◆ Brief A ◆
Answer these questions from the passage on ghost fishing, marking each answer (i), (ii) or (iii):
(i) According to NOAA, what does ghost fishing refer to?
(ii) How thick was the rope wrapped around the mako shark found off San Diego?
(iii) How many days of survivorship were confirmed from the tag data?
◆ Brief B ◆
Summarize the passage on ghost fishing in two sentences.

◆ Provided passage ◆
□ □ □ □ □ □ □
According to NOAA, “ghost fishing refers to lost or abandoned fishing gear…that continues to capture fish and other marine animals after the gear is no longer under the control of a fisherman,” and these nets have had a major negative impact on the survival of many sharks. Similar to the sharpnose sharks found with plastic rings that were studied in the southwest Atlantic, a mature shortfin mako was studied after it was found suffering from prolonged entanglement in a discarded fishing net off the coast of San Diego, California in 2011. Upon discovery, this mako shark was found to be suffering from “deep abrasions, scoliosis of the back, and undernourishment” due to the 1.9 cm thick, three-strand twisted natural fiber rope wrapped around its body. The scientists that discovered the shark removed the rope and discovered fifty-two pelagic pedunculate barnacles, which allowed them to use the larger of the barnacles to calculate the rope had been on the shark for at least 150 day though due to the severity of the wounds it was believed to have been present longer (Wegner). After releasing the shark from the rope, a tracker was attached to the base of its dorsal fin to study its recovery. In studying the data retrieved from the tag, it was determined that the shark’s “return to ‘typical’ behavior, in conjunction with 54 confirmed days of survivorship, suggest that this shark was able to recover from its entanglement-induced injuries;” however, this is not always the case as thousands of shark die every year due to ghost fishing. While ghost nets have a major effect on sharks throughout the world’s oceans, marine debris as a whole is a major threat world’s shark population.
□ □ □ □ □ □ □
◆ Supplied material ◆
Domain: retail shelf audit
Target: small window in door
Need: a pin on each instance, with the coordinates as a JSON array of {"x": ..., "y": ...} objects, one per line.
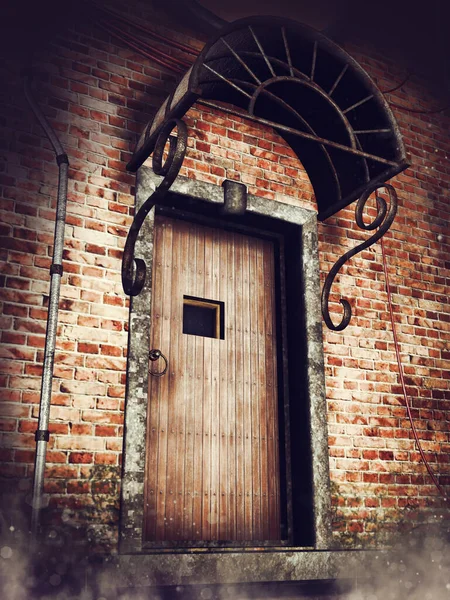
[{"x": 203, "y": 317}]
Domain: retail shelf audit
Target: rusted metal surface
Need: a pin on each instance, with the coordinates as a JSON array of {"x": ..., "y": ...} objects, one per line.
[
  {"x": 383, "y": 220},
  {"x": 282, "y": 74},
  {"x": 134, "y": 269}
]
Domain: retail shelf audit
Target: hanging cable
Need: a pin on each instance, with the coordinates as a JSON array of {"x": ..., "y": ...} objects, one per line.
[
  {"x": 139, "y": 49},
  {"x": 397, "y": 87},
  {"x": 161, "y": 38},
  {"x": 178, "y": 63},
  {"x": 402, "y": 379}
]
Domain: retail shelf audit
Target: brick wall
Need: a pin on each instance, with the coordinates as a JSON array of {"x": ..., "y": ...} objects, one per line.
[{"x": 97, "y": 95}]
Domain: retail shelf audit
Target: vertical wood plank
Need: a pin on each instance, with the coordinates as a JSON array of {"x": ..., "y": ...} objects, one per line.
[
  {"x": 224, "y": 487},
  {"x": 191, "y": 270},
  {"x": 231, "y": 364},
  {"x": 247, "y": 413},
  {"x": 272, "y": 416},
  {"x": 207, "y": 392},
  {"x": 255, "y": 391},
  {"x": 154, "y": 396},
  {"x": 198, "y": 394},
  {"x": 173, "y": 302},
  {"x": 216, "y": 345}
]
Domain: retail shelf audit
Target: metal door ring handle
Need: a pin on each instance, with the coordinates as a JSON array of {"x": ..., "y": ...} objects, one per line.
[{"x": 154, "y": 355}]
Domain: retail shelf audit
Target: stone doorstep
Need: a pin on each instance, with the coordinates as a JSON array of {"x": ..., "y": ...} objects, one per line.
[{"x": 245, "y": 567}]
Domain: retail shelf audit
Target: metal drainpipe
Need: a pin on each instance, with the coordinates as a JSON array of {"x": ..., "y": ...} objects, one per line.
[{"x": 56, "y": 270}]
□ □ □ □ □ □ □
◆ Your solution A ◆
(i) Lost or abandoned fishing gear that continues to capture fish and other marine animals after the gear is no longer under a fisherman's control.
(ii) 1.9 cm.
(iii) 54 days.

◆ Your solution B ◆
Ghost fishing is lost or abandoned gear that keeps catching marine animals, and it has badly hurt the survival of many sharks. For example, a shortfin mako found off San Diego in 2011 was tangled in a discarded rope for at least 150 days and was badly injured, then recovered after being freed and tagged, though thousands of sharks die from ghost fishing every year.